* [WRITTEN TASK] Which lines in the records below contain the string "bumblebee"? Extract every one of them and copy each line in full.

* [Object point labels]
* * * *
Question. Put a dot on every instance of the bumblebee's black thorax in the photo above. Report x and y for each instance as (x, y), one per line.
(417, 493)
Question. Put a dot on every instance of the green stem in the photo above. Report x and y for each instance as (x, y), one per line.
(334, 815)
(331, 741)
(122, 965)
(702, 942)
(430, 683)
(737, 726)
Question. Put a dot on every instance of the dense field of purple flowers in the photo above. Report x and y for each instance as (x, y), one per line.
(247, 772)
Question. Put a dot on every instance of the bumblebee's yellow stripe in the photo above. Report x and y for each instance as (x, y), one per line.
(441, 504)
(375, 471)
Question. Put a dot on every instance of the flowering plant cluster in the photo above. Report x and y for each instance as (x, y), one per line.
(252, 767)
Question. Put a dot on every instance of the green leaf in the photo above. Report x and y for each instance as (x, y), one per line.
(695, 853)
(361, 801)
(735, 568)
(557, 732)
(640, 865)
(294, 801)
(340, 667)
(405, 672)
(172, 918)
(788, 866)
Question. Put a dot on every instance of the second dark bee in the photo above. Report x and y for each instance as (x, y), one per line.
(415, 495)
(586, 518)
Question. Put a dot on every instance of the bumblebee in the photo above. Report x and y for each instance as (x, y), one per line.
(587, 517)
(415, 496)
* * * *
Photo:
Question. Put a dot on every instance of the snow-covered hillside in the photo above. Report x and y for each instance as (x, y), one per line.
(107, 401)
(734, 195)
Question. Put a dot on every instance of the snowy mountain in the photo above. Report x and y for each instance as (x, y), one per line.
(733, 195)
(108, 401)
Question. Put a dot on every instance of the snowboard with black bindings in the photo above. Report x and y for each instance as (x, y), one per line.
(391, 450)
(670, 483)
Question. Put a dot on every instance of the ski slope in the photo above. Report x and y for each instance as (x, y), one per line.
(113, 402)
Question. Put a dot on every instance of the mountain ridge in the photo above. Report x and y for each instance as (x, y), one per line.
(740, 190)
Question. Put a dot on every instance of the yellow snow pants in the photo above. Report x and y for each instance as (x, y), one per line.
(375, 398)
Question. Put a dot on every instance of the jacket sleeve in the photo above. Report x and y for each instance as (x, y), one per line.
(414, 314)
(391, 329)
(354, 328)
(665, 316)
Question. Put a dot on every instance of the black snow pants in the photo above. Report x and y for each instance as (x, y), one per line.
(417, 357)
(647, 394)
* * * *
* [TASK ANSWER]
Question. Put a dot on every instance of the bumblebee's black thorax in the photo above. Report x and y for each instance as (x, y), one per line.
Question. Put a dot on every instance of the bumblebee's yellow stripe in the photo above. Report x and y for each instance as (x, y), one per line.
Question. Put a dot on every instance of the bumblebee in the photo above. Report x and y for each instance as (x, y), one per line.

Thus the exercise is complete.